◆ PROBLEMS TO WORK ON
(a) In the passage about Milpitas, rewrite the portion between "The Milpitas of" and "a mythic charge.", inclusive, replacing "urban legends" with "ghost stories".
(b) According to the passage about Milpitas, what was the town's main employer in the 70s?

╭─ SELECTED TEXT

Back in the 70s, the Ford Motor plant was the town’s main employer, prior to the tech age. “It became a much different place than what it was,” Darnielle recalled. “A lot of people who code” came in. “It became a much bigger town that I haven’t seen,” he shared, saying Milpitas was at one time “a very small outpost of San Jose.”

The Milpitas of old holds valued real estate within Darnielle’s formative memories: “Milpitas would have been the second place I ever heard urban legends…” For example, he’d hear tall tales of some local lady whose leg had grown to 40 times its original size. “I was a very credulous kid; I would believe all this stuff.” 

Darnielle feels a person’s original experiences of those kinds of stories are definitive, foundational. So for him, Milpitas will always carry a mythic charge. 

“The beauty of Milpitas,” said Darnielle, “is it’s got a very specific local identity, but also almost no one’s ever heard of it. It’s almost mythical in that way. It’s real, you know? People live there and have lives there and so forth. It’s sort of like the American Midwest in that way.”

╰─
╭─ DATASET CONTENT

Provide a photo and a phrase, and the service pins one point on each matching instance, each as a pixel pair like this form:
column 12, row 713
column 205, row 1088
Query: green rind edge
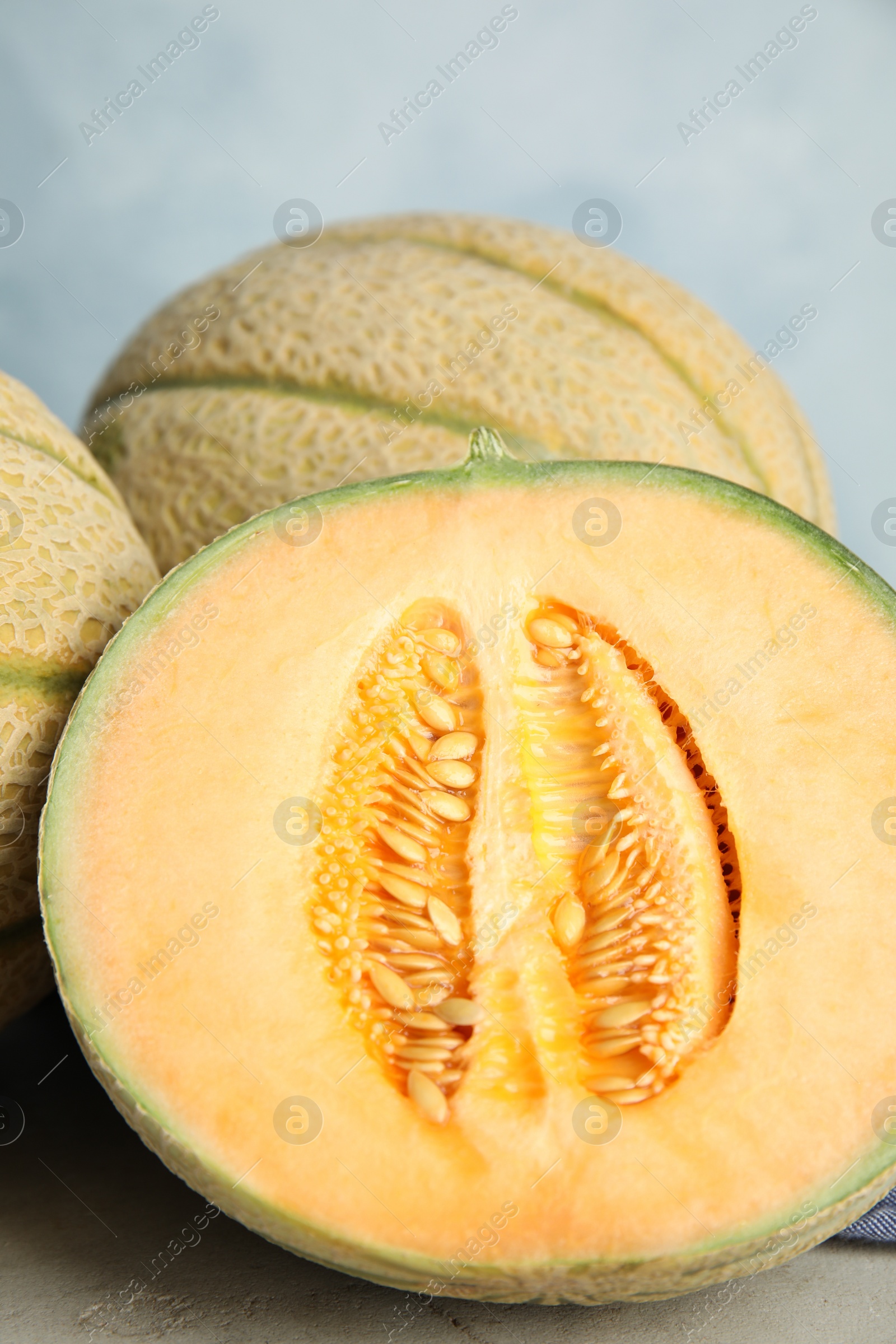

╰─

◆ SET OF ANSWERS
(a)
The Milpitas of old holds valued real estate within Darnielle’s formative memories: “Milpitas would have been the second place I ever heard ghost stories…” For example, he’d hear tall tales of some local lady whose leg had grown to 40 times its original size. “I was a very credulous kid; I would believe all this stuff.” 

Darnielle feels a person’s original experiences of those kinds of stories are definitive, foundational. So for him, Milpitas will always carry a mythic charge.

(b) The Ford Motor plant.